Stored items
::::::::::

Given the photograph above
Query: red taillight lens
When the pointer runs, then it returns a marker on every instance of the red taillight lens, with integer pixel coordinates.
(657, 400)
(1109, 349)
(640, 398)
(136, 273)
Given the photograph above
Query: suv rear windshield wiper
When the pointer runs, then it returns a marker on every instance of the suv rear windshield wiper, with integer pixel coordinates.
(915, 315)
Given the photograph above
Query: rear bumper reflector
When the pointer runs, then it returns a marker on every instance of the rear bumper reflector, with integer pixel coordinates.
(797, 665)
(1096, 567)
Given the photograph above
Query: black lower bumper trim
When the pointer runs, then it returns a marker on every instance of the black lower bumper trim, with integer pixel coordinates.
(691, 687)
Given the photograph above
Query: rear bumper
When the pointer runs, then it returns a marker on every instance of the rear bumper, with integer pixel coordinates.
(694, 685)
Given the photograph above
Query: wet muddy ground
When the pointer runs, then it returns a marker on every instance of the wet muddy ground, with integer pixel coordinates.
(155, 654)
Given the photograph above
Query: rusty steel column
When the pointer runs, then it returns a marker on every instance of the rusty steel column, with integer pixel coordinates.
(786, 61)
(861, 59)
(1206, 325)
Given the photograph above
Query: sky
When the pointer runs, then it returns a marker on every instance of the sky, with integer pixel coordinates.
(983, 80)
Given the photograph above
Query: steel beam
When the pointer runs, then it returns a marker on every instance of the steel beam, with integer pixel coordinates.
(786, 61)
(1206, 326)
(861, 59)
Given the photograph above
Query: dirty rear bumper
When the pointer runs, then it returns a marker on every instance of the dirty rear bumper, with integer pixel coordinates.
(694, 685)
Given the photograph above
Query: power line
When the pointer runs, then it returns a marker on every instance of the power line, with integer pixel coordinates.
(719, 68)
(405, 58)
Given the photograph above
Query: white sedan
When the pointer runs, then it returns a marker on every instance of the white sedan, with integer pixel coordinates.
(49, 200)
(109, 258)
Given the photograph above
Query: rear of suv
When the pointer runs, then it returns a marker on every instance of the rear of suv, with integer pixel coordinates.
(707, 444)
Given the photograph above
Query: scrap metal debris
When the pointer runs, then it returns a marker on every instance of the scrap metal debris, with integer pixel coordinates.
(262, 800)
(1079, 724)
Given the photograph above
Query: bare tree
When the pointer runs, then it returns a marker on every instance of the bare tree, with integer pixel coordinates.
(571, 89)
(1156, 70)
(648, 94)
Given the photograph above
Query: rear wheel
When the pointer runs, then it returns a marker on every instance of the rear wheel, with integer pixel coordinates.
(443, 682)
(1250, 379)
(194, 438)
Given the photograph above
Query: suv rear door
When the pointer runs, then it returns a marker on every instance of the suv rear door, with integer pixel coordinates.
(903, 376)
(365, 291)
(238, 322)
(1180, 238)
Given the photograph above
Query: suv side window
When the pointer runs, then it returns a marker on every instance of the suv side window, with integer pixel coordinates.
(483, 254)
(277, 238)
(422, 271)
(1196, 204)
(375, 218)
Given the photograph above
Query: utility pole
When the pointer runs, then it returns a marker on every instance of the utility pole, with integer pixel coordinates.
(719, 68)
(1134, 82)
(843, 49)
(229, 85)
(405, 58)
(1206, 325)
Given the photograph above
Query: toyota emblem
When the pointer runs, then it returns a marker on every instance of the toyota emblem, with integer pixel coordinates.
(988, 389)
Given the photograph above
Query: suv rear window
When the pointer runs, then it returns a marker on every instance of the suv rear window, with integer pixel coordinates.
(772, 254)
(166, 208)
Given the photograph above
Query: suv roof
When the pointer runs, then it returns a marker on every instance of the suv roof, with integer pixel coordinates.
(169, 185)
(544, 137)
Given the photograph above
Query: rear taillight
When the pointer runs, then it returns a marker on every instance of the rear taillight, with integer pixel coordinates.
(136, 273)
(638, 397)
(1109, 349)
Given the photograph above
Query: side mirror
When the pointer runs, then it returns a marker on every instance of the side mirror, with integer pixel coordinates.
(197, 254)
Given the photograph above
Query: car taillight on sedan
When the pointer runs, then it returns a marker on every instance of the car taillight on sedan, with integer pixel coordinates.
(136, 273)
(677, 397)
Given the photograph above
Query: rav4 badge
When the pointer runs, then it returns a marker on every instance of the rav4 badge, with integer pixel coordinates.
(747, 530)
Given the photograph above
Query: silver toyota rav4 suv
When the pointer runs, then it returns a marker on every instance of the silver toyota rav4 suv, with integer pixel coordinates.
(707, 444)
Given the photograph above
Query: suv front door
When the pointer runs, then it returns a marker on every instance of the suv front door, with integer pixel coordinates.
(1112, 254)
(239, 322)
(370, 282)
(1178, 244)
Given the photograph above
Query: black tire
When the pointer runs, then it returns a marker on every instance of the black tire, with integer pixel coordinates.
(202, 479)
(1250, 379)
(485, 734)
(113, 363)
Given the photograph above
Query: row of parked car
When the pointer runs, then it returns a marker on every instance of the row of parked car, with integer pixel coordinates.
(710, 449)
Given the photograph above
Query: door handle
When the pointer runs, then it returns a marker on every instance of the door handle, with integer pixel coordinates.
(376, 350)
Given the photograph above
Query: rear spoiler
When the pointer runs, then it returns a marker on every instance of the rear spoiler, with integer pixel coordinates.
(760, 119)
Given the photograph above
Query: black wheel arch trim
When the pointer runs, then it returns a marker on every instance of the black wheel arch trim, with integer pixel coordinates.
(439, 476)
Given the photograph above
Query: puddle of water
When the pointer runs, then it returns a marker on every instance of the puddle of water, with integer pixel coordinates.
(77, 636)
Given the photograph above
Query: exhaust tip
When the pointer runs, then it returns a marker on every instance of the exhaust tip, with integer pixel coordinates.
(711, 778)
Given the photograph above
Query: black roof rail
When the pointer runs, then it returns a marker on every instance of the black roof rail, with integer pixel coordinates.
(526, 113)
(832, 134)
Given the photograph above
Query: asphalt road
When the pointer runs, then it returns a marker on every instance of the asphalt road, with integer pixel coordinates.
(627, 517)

::::::::::

**Aim of the exercise:** Your task is to return the full listing exactly as it was given.

**Finished exercise:**
Given the photograph above
Query: red taillight lens
When the pointer runs, then it returns a marker on every instance of the red taillight lens, with integer pixel coordinates.
(657, 400)
(1109, 349)
(640, 398)
(136, 273)
Given the photograph above
Query: suv rear windshield wiper
When the pointer runs, then it returns a marker on every instance of the suv rear windshield wiper, with integer pixel coordinates.
(915, 315)
Given the photograph above
Query: rear bumper reflector
When the pointer runs, then it returns a marker on every instance of the rear bumper reflector, with integer pixel coordinates.
(797, 665)
(1096, 567)
Given the photograph above
Query: black lower bumper trim
When the pointer runs, then it returns a marker on every instance of the black lower bumper trim, with integer pixel coordinates.
(691, 687)
Given the photograph above
Query: rear bumper
When the pointer runs, then it returns a marker on every instance of the rear bumper, with integer pixel coordinates.
(694, 685)
Given the photograph above
Query: wet muddy ground
When the pointer runs, then it returns a marker on every instance of the wet muddy ground, with integer pixel coordinates.
(155, 654)
Given the photograph above
Query: rusty steel column
When the pointer runs, then it returns a marker on every instance of the rusty steel column, with integer pixel coordinates.
(786, 61)
(861, 59)
(1206, 325)
Given the photograph above
Query: sky
When the pointer runs, then it returns a marker on every instance of the sky, with integer pixel coordinates.
(983, 80)
Given the photograph above
Query: steel beam
When the pointer runs, then it returns a marker on every instance of the steel beam, with integer pixel coordinates.
(786, 61)
(1206, 326)
(861, 59)
Given the photograph above
Query: dirty rear bumper
When the pointer runs, then it returns a marker on every instance of the dirty rear bumper, with integer pixel coordinates.
(694, 685)
Given the photograph above
Query: power line
When the pointer runs, then it returns a marker on every instance of the power line, with integer pixel coordinates.
(719, 68)
(405, 58)
Given the photograph above
Query: white sedan
When the pointer runs, then it returns a marker on every instance of the white sedan, with integer pixel coordinates.
(49, 200)
(109, 258)
Given the photograph above
Query: rear of suv
When the pointer runs, then it returns a marker on every instance of the rear of suv, with integer pixel coordinates.
(707, 444)
Given the photograph above
Query: scrap metal debris
When the pointer runs, then it returns a marker on every instance of the scrap metal debris, with integer pixel coordinates.
(262, 800)
(1079, 724)
Given the photograph above
Query: bare tree
When the pointer runs, then it returns a marker on every instance of the bare tree, with integer pixel coordinates.
(571, 89)
(1156, 70)
(648, 94)
Given the photograph above
Query: rear wheel
When the pointer runs, then it returns a marker on every instance of the rear wheel, with integer pixel coordinates.
(443, 682)
(1250, 379)
(194, 438)
Given the photograph above
Query: suv rear door
When the pointer runs, then it returns a marker on every instance of the suv rear door, with integer pixel coordinates.
(903, 376)
(365, 291)
(238, 322)
(1180, 238)
Given the photograph above
Query: suv side window
When the pointer runs, then it returns a marker on every instance of the suv side window, with integer pixel coordinates.
(483, 254)
(277, 238)
(422, 271)
(1196, 204)
(375, 218)
Given the photograph above
Query: utility pole
When the pointer runs, then it returns a marker on every instance of the utility pole, with integer pixel coordinates.
(719, 68)
(1134, 82)
(843, 49)
(229, 85)
(405, 58)
(1206, 325)
Given the photograph above
Query: toyota emblem
When the pointer runs, then it returns a marker on every instance of the toyota emblem, with integer pixel coordinates.
(988, 389)
Given the photograph above
Query: suv rear window
When the pointer runs, then it returns a marker on every instance of the suv rear window, with integer pixel coordinates.
(772, 254)
(166, 208)
Given the photograph above
Query: suv roof
When the pointer runs, then it returns a marker on every instance of the suv roof, with integer pixel coordinates.
(169, 185)
(544, 137)
Given the photograph above
Query: rear taillight
When the pointer runs, then it returns a marker on every instance of the rear taillight, with integer pixel coordinates.
(136, 273)
(638, 397)
(1109, 349)
Given the photograph above
Query: side mirror
When the pointer runs, then it returns a marker on every instance of the side mirror, with integer pixel coordinates.
(197, 254)
Given the photograph above
Query: car taillight on sedan
When the pointer runs, then it returns a marker on every instance of the car taillight on sedan, with integer pixel coordinates.
(136, 273)
(677, 397)
Given the photograph above
Query: rav4 badge
When the pointer runs, then it returns a marker on every instance of the rav4 badge, with integer pixel coordinates.
(747, 530)
Given the photograph above
Query: silver toyota rav4 suv
When the pointer runs, then it returns a marker on every instance of the silver toyota rav4 suv, with integer pixel coordinates.
(707, 444)
Given the photograph above
Query: suv front door
When the pointer runs, then it returns a marker on every instance of the suv front door, with integer pixel coordinates.
(1112, 254)
(239, 322)
(370, 282)
(1178, 244)
Given the photograph above
Query: black tire
When the pointer runs, then it returns a marker on every instance of the black tire, with integer pixel coordinates.
(202, 479)
(1250, 379)
(485, 734)
(113, 363)
Given the photograph above
Query: row of parked car
When the pointer runs, then it returns a marker on every instance of the row of parked car, with integer pixel coordinates.
(710, 449)
Given the photograph above
Query: door handle
When the pointer runs, then it returns a marker on every instance of the door handle, with integer pixel coordinates.
(376, 350)
Given the photograph above
Query: rear spoiler
When the pointer runs, then it returns a marker on every instance of the rear spoiler, with integer pixel coordinates.
(760, 119)
Given the photograph above
Query: black wheel arch trim
When the pointer runs, then it returns a marker on every instance of the black wheel arch trim, with integer pixel coordinates.
(439, 476)
Given the photograph above
Query: puddle of water
When the pointer runs, then it returns a marker on every instance of the puddle of water, with integer pixel coordinates.
(77, 636)
Given the photograph above
Query: exhaust tip
When the pointer runs, then it returns a marker on every instance of the exhaust tip, with integer pixel coordinates.
(711, 778)
Given the photograph above
Query: black roof rail
When the pointer runs, then it returns a marker on every instance of the black roof rail, with integer pixel coordinates.
(526, 113)
(832, 134)
Given the photograph above
Query: asphalt road
When the pointer runs, then it returns a marker on every instance of the asphalt road, with integer pixel coordinates.
(627, 517)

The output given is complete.